How non-relational database technologies free up data to create value

The proliferation of multiple non-relational databases is transforming the data management landscape. Instead of having to force structures onto their data, organisations can now choose NoSQL database architectures that fit their emerging data needs, as well as combining these new technologies with conventional relational databases to drive new value from their information.

Until recently, data’s potential as a source of rich business insight has been limited by the structures that have been imposed upon it. Without access to the new database technologies now available, standard back-end design practice has been to force data into rigid architectures (regardless of variations in the structure of the actual data).

Inherently inflexible, these legacy architectures have prevented organisations from developing new use cases for the exploitation of structured and unstructured information.

The ongoing proliferation of non-relational database architectures marks a watershed in data management. What is emerging is a new world of horizontally scaling, unstructured databases that are better at solving some problems, along with traditional relational databases that remain relevant for others.

Technology has evolved to the extent that organizations need no longer be constrained by a lack of choice in database architectures. As front-runners have moved to identify the database options that match their specific data needs, we saw three key changes becoming increasingly prevalent during 2012:

  1. A rebalancing of the database landscape, as data architects began to embrace the fact that their architecture and design toolkit has evolved from being relational database-centric to also including a varied and maturing set of non-relational options (NoSQL database systems).
  2. The increasing pervasiveness of hybrid data ecosystems powered by disruptive technologies and techniques (such as the Apache Hadoop software framework for cost-effective processing of data at extreme scale).
  3. The emergence of more responsive data management ecosystems to provide the flexibility needed to undertake prototyping-enabled delivery (test-prove-industrialize) at lower cost and at scale.

From now on, savvy analytical leaders will be seeking to crystallize the use cases to which platforms are best suited. Instead of becoming overly focused on the availability of new technologies, they will identify the “sweet spots” where relational and non-relational databases can be combined to create value for information above and beyond its original purpose.

Given records:
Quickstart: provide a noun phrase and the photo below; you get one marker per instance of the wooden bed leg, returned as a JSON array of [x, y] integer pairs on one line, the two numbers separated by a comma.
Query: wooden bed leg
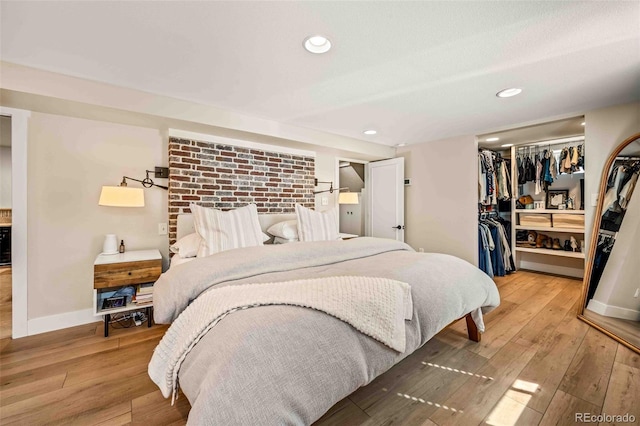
[[474, 334]]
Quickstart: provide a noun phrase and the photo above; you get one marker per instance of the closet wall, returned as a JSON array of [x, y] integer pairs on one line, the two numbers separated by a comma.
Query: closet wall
[[549, 217]]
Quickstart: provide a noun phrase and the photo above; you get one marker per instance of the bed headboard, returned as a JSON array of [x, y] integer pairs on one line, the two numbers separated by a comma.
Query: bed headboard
[[186, 227]]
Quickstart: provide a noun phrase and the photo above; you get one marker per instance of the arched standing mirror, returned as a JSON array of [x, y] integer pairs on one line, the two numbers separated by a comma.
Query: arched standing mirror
[[611, 292]]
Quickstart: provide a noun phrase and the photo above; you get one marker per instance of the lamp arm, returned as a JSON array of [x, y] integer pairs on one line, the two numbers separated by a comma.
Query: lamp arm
[[146, 182]]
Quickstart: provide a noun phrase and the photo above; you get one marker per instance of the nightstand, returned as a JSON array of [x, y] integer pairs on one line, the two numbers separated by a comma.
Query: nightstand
[[112, 272]]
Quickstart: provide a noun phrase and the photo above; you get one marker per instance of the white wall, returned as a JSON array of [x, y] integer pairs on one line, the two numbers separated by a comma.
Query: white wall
[[441, 202], [604, 130], [69, 159], [326, 171], [620, 278]]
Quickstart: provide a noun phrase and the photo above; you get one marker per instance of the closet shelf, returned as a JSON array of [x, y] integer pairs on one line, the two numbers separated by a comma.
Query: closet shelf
[[551, 229], [549, 211], [562, 253]]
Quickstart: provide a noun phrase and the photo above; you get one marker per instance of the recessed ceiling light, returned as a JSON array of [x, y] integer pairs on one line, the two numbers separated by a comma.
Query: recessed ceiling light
[[317, 44], [507, 93]]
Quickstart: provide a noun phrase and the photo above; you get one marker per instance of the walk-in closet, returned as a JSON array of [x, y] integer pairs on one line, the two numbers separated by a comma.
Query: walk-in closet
[[543, 208]]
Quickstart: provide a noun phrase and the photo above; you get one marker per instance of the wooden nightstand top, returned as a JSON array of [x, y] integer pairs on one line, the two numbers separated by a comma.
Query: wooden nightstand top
[[128, 256]]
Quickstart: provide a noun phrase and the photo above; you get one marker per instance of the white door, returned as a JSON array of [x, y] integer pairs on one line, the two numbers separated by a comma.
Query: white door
[[384, 182]]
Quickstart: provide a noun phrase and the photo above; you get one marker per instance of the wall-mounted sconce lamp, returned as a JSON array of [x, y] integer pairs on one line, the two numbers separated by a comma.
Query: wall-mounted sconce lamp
[[122, 196], [331, 188], [159, 172]]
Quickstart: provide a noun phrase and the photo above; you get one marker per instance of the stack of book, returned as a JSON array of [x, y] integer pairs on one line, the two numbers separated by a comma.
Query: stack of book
[[144, 294]]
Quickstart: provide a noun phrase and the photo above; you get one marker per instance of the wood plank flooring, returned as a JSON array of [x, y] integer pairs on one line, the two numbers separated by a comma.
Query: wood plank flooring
[[536, 364]]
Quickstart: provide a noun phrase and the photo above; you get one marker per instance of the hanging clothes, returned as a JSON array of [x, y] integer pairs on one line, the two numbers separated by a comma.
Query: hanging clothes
[[496, 258], [494, 179]]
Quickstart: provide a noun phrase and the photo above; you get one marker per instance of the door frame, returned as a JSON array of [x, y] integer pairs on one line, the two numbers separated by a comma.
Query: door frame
[[363, 193], [19, 287], [369, 201]]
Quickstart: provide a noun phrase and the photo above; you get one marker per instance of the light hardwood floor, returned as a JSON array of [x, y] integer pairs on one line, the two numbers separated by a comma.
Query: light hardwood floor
[[536, 364]]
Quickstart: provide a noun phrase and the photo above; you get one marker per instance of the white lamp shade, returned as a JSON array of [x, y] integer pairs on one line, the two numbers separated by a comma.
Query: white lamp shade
[[348, 198], [121, 196]]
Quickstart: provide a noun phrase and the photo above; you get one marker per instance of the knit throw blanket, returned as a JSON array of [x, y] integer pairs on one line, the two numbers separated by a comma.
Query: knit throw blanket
[[376, 307]]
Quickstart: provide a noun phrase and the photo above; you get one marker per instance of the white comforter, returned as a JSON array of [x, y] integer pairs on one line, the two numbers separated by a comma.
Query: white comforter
[[289, 365]]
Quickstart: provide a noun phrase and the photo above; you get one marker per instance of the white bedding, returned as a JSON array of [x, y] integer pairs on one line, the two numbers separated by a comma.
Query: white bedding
[[177, 260], [289, 365]]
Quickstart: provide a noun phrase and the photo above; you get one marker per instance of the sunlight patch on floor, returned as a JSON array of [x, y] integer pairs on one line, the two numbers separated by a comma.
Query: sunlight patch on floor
[[455, 370], [509, 409], [435, 404]]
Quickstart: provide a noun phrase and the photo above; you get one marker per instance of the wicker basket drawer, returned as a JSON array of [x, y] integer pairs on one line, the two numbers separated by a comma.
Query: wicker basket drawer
[[564, 220], [535, 219]]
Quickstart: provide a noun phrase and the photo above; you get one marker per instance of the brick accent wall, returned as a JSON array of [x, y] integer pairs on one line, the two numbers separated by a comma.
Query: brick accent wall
[[227, 177]]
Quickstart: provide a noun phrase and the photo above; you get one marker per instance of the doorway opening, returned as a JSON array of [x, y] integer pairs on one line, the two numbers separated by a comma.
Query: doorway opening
[[6, 299], [351, 207]]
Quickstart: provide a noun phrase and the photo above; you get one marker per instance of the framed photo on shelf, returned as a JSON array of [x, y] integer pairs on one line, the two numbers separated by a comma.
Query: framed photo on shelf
[[557, 198]]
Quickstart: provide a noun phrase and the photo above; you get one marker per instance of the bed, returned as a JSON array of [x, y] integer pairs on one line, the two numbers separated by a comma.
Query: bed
[[285, 362]]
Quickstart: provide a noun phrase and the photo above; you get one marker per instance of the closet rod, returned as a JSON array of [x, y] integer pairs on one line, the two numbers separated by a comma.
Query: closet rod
[[552, 142]]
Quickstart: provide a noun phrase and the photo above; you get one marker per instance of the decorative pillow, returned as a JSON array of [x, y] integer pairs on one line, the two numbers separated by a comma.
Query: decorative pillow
[[287, 230], [317, 226], [227, 230], [278, 240], [186, 246]]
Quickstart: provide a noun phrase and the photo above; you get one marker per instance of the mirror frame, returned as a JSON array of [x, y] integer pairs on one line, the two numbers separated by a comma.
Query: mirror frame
[[594, 240]]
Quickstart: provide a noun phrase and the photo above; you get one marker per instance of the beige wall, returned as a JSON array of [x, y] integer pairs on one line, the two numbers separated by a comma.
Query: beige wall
[[69, 159], [83, 135], [441, 202]]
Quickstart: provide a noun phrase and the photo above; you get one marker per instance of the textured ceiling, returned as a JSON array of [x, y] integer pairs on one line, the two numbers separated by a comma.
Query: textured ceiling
[[415, 71]]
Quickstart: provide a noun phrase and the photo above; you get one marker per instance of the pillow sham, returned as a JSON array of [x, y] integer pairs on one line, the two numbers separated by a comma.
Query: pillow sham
[[226, 230], [317, 226], [279, 240], [287, 230], [186, 246]]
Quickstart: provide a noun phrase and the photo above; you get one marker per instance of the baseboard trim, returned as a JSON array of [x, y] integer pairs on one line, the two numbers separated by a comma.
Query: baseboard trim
[[57, 322], [566, 271], [613, 311]]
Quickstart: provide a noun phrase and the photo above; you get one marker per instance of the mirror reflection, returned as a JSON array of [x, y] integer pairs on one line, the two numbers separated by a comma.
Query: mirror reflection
[[612, 299]]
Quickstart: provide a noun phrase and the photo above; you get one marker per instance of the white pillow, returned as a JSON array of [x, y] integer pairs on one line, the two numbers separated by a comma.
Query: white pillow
[[222, 231], [186, 246], [278, 240], [317, 226], [287, 230]]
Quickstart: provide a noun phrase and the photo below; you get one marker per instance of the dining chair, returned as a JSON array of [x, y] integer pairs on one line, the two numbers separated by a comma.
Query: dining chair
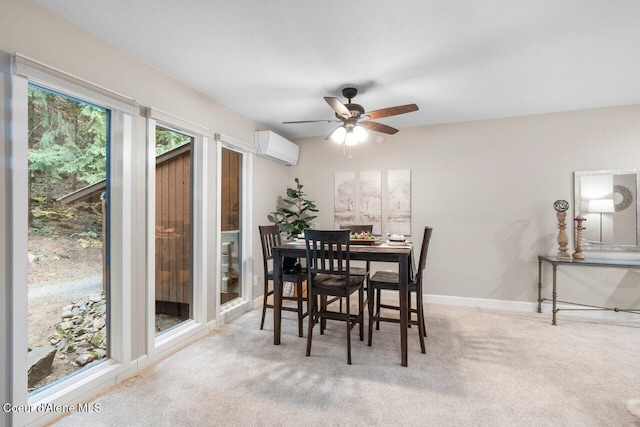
[[328, 275], [270, 237], [390, 281], [359, 228], [355, 269]]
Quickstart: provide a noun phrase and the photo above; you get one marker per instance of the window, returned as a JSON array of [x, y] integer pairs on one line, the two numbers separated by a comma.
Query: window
[[173, 229], [71, 188], [67, 235]]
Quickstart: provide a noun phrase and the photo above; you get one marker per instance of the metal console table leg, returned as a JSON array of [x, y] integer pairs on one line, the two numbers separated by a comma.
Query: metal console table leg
[[539, 286]]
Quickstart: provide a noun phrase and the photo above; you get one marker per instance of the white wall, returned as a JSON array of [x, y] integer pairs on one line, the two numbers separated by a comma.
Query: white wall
[[487, 189], [5, 226]]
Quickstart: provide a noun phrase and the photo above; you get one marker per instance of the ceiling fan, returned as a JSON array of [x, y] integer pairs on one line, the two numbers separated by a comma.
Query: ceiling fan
[[354, 119]]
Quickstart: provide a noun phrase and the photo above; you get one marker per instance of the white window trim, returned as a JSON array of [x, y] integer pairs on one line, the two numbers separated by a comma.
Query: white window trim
[[233, 309], [159, 345], [104, 374]]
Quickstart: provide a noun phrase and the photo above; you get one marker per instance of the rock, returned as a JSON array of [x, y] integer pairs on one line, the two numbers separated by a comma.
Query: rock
[[99, 323], [97, 339], [65, 326], [40, 361], [84, 358]]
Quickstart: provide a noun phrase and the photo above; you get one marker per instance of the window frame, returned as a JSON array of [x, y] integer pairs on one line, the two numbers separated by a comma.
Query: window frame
[[158, 345], [123, 112], [233, 309]]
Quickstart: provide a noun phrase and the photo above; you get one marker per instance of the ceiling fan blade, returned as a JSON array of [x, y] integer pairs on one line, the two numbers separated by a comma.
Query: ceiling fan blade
[[311, 121], [338, 107], [391, 111], [379, 127]]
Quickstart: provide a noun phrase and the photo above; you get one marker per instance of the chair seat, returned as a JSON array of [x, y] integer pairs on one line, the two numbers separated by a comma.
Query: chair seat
[[358, 271], [336, 282], [288, 277], [388, 280]]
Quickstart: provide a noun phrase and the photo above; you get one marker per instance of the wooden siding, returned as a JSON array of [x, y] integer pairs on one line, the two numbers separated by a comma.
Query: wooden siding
[[230, 197], [173, 229]]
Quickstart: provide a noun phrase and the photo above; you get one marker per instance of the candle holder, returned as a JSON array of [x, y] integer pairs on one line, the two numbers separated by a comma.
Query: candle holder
[[578, 254], [561, 207]]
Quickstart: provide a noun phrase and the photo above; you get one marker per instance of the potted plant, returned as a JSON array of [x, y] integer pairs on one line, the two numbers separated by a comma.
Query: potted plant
[[294, 216]]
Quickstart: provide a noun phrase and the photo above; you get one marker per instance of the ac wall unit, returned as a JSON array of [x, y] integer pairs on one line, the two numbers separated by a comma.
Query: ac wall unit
[[274, 147]]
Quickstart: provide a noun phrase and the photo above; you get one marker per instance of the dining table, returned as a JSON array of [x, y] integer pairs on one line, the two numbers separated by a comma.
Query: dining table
[[376, 252]]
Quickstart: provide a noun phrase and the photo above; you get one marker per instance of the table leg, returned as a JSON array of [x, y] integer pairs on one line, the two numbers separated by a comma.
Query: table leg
[[539, 286], [403, 273], [277, 297], [553, 296]]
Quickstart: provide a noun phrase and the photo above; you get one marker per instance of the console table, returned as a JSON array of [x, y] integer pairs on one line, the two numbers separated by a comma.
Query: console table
[[590, 262]]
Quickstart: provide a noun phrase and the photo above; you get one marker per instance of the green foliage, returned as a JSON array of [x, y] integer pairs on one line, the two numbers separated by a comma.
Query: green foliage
[[294, 217], [67, 144], [41, 227]]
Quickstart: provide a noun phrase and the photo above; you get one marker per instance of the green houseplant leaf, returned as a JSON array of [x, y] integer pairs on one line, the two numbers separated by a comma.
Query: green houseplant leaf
[[295, 216]]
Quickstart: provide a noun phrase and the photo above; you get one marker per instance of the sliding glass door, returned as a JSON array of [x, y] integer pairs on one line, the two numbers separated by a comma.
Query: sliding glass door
[[173, 229], [231, 226], [68, 235]]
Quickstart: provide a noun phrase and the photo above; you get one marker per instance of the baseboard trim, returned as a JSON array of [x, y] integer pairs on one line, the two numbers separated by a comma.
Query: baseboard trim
[[523, 306]]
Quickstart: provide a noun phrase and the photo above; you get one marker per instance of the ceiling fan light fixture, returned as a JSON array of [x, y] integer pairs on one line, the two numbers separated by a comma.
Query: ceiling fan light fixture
[[360, 133], [338, 134], [350, 139]]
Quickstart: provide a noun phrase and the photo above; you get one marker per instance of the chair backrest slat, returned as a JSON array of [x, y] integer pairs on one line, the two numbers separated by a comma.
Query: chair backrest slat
[[423, 252], [327, 251], [269, 237]]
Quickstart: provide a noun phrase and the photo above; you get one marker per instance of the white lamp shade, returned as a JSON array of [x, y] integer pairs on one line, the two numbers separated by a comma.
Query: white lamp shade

Given instruction:
Answer these questions from the article on non-relational databases:
1. In which year did the three key changes become increasingly prevalent?
2. Which software framework is named as an example of the disruptive technologies behind hybrid data ecosystems?
3. What three-step sequence is given in parentheses for prototyping-enabled delivery?
The data are separate from the article on non-relational databases.

Answer for the task:
1. 2012
2. The Apache Hadoop software framework
3. Test-prove-industrialize